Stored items
- Opening Delimiter -

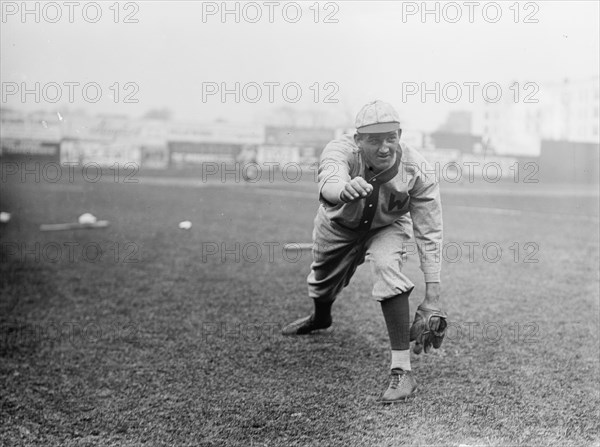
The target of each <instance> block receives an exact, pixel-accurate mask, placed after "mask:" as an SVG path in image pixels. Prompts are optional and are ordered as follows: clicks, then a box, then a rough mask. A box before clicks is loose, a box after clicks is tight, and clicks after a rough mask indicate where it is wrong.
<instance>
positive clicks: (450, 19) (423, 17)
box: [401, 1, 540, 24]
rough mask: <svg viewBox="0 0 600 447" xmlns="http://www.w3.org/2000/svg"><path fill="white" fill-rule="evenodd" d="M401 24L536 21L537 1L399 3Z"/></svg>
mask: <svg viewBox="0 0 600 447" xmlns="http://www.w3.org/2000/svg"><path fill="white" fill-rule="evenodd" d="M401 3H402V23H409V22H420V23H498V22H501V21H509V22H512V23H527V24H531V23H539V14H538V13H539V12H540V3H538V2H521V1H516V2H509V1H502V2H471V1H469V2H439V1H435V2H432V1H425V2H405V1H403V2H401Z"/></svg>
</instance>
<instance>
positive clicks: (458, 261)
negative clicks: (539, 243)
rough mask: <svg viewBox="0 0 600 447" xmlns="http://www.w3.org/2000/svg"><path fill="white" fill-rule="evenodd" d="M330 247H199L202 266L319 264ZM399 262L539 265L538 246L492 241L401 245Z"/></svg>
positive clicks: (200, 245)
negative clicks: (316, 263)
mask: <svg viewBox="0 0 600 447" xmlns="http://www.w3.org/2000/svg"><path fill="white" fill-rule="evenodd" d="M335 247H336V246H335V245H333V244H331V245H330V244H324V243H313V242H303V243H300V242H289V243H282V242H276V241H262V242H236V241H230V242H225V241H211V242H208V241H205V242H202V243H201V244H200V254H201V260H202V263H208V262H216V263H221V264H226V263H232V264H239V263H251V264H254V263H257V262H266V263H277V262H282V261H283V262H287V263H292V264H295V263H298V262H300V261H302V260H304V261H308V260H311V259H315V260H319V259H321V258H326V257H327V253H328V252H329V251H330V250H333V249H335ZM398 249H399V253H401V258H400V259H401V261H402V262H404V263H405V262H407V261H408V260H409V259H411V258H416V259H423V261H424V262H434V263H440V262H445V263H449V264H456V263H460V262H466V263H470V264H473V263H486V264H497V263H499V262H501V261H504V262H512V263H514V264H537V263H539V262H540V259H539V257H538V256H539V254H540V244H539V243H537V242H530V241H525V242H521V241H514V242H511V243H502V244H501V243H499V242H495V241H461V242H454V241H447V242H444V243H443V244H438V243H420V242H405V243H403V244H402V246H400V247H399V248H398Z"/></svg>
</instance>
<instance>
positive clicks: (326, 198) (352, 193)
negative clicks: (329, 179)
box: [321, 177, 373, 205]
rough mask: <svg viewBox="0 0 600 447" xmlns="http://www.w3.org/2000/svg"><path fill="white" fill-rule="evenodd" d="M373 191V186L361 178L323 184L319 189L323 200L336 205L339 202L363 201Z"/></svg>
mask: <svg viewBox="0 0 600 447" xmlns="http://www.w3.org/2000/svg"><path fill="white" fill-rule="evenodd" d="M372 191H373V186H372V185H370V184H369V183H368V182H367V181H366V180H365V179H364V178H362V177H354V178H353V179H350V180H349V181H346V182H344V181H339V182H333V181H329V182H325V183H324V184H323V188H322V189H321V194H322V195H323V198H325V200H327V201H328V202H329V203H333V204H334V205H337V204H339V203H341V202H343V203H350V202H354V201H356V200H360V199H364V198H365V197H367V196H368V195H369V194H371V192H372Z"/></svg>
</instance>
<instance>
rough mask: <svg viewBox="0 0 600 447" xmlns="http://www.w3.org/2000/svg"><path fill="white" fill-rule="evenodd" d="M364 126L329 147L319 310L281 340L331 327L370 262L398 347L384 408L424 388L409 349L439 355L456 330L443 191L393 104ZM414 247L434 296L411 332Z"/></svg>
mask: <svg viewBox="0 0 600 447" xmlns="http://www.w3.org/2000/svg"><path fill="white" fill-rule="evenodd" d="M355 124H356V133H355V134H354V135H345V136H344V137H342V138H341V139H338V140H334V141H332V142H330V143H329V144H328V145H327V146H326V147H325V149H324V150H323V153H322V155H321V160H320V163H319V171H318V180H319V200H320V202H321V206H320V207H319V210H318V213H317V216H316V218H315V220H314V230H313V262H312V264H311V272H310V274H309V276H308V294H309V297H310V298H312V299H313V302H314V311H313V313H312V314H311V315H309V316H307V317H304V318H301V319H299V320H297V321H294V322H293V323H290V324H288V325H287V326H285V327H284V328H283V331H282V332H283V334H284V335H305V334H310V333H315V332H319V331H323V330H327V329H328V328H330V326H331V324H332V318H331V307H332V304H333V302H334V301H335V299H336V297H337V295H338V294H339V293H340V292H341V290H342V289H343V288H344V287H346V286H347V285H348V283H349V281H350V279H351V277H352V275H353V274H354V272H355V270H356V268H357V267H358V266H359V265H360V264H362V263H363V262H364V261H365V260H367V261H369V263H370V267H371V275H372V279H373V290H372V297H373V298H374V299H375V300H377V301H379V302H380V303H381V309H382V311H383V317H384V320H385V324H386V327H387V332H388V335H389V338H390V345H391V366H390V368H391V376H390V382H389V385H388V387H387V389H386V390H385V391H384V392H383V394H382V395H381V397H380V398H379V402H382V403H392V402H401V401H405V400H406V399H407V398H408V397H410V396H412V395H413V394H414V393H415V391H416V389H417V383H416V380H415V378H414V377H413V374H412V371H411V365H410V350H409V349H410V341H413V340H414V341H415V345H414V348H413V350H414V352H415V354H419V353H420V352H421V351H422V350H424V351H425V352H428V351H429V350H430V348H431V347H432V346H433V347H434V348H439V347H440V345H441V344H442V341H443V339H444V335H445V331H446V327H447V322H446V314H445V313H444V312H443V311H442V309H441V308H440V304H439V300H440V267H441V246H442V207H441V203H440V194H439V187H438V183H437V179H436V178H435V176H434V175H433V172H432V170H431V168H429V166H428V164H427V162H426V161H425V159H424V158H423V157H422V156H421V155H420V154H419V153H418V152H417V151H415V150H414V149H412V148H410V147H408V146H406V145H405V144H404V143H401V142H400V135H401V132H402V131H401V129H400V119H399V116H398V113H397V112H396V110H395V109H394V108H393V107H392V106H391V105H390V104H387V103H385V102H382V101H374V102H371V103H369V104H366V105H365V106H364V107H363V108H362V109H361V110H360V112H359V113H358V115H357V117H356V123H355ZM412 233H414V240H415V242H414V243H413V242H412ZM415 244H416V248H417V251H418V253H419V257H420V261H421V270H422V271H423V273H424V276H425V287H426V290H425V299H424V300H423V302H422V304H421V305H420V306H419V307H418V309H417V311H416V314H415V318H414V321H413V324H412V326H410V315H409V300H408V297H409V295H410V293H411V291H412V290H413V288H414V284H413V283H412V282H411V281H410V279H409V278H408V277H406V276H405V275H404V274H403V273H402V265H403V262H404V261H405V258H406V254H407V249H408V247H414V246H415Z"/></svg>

- Closing Delimiter -

Output the entries word for word, starting at the very beginning and ending at the line that contains "box: [401, 1, 540, 24]", both included. Leave the pictures out of your answer.

The target of each <instance> block receives an exact, pixel-accurate mask, placed after "mask:" as an SVG path in image pixels. Prompts are optional and are ordered as follows: clicks, then a box, then a rough mask. A box before clicks is loose, a box after clicks is tight, and clicks after a rough mask indicate where it is wrong.
<instance>
positive clicks: (450, 19) (423, 17)
box: [401, 1, 540, 24]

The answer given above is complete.